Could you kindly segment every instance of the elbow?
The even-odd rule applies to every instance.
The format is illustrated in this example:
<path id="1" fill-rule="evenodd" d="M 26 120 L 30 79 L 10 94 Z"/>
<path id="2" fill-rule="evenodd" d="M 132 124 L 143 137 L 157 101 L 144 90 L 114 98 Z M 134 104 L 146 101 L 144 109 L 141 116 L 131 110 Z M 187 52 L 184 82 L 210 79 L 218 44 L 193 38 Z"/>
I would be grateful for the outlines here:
....................
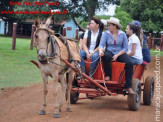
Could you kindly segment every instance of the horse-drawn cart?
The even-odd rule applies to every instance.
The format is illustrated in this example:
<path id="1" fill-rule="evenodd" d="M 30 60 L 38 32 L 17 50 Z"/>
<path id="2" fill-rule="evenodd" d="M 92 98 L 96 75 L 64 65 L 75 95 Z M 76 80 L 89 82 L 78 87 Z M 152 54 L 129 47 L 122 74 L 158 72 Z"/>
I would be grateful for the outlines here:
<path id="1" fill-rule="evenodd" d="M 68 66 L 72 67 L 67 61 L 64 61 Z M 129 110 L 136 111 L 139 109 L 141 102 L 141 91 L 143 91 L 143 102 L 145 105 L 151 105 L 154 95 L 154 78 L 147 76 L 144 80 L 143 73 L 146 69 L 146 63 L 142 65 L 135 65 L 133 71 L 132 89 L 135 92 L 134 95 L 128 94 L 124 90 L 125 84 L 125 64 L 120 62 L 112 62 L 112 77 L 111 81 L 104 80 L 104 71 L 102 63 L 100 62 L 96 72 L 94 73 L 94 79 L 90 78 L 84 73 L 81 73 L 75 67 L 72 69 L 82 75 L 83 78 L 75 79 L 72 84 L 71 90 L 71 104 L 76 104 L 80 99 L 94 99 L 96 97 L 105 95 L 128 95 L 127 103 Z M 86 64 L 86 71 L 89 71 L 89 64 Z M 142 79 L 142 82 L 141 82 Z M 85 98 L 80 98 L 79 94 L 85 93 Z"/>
....................
## Письменное задание
Перепишите строки от строки с «Could you kindly segment every instance of the elbow?» до строки с «26 120 L 30» включительно, заменив «elbow» на «knee». Все остальное оставьте без изменений.

## Ответ ниже
Could you kindly segment every instance of the knee?
The even-odd rule applies to every instance.
The format is illustrated in this example:
<path id="1" fill-rule="evenodd" d="M 26 120 L 30 79 L 10 94 Z"/>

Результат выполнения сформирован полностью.